DO THIS
Copy out every one of the records below, character for character, with no line changed or left out.

RECORDS PROVIDED
##########
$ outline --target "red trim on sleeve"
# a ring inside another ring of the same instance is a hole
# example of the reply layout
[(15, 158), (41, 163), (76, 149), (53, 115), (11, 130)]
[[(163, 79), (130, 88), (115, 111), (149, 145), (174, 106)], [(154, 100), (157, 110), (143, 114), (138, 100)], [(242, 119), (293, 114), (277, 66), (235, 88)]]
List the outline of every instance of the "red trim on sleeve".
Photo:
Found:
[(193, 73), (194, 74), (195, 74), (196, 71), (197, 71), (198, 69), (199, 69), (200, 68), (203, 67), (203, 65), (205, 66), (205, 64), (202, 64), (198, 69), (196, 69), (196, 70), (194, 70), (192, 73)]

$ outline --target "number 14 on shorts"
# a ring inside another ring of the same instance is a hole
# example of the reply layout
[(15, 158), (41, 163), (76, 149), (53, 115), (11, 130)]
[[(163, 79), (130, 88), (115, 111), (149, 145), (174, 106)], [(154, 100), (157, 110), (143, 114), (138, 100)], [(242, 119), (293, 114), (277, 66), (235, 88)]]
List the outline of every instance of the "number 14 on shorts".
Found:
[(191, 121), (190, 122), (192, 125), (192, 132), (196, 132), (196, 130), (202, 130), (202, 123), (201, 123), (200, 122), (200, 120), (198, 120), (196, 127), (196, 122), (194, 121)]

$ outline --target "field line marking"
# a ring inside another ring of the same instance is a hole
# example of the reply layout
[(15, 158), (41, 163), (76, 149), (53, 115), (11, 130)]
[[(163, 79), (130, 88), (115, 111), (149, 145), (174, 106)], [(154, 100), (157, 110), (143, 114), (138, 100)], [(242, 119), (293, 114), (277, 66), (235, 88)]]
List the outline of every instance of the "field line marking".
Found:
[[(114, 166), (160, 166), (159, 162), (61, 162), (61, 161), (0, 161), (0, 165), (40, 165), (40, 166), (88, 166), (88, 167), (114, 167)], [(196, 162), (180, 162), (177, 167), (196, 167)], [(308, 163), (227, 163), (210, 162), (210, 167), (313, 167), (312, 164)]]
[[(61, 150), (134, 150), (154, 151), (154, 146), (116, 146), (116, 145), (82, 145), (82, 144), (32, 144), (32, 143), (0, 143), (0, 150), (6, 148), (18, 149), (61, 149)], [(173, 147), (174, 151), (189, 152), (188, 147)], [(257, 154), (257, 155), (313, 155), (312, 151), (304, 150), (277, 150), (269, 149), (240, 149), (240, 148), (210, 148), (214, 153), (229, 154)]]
##########
WRITTEN SOLUTION
$ outline --target "red trim on sleeve"
# a ring inside another ring of the same instance is a hole
# example of the reply layout
[(15, 158), (41, 163), (76, 149), (53, 115), (11, 130)]
[[(163, 79), (130, 88), (115, 111), (149, 145), (174, 106)], [(154, 100), (157, 110), (143, 114), (138, 100)], [(242, 119), (293, 114), (277, 66), (235, 88)]]
List the outline of every instance of the "red trim on sleeve".
Photo:
Found:
[(193, 73), (194, 74), (195, 74), (196, 71), (197, 71), (198, 69), (199, 69), (200, 68), (203, 67), (203, 65), (205, 66), (205, 64), (202, 64), (198, 69), (196, 69), (196, 70), (194, 70), (192, 73)]

$ outline --target "number 14 on shorts"
# a ring inside another ring of the same instance is a hole
# example of the reply layout
[(15, 158), (41, 163), (76, 149), (53, 115), (11, 130)]
[[(163, 79), (130, 88), (115, 111), (149, 145), (174, 106)], [(154, 100), (157, 110), (143, 114), (138, 100)], [(242, 119), (293, 114), (277, 66), (235, 88)]]
List the outline of every instance of the "number 14 on shorts".
Found:
[(191, 121), (190, 122), (192, 125), (192, 132), (196, 132), (196, 130), (202, 130), (202, 123), (201, 123), (200, 122), (200, 120), (198, 120), (196, 127), (196, 122), (194, 121)]

$ outline --target "field line marking"
# a ring inside another ring of the same instance is a hole
# example of the reply layout
[(15, 158), (41, 163), (76, 149), (53, 115), (11, 130)]
[[(163, 79), (130, 88), (115, 111), (149, 145), (174, 106)], [(154, 100), (157, 110), (143, 114), (138, 100)], [(242, 119), (293, 114), (277, 66), (235, 88)]]
List the outline of every instance of the "field line marking".
Found:
[[(114, 166), (160, 166), (159, 162), (61, 162), (61, 161), (0, 161), (0, 165), (40, 165), (40, 166), (88, 166), (88, 167), (114, 167)], [(196, 162), (180, 162), (177, 167), (196, 167)], [(308, 163), (227, 163), (210, 162), (210, 167), (313, 167), (312, 164)]]
[[(61, 150), (134, 150), (154, 151), (154, 146), (116, 146), (116, 145), (82, 145), (82, 144), (32, 144), (32, 143), (0, 143), (0, 150), (6, 148), (18, 149), (61, 149)], [(173, 147), (174, 151), (189, 152), (188, 147)], [(257, 154), (257, 155), (313, 155), (312, 151), (304, 150), (277, 150), (269, 149), (240, 149), (240, 148), (210, 148), (214, 153), (229, 154)]]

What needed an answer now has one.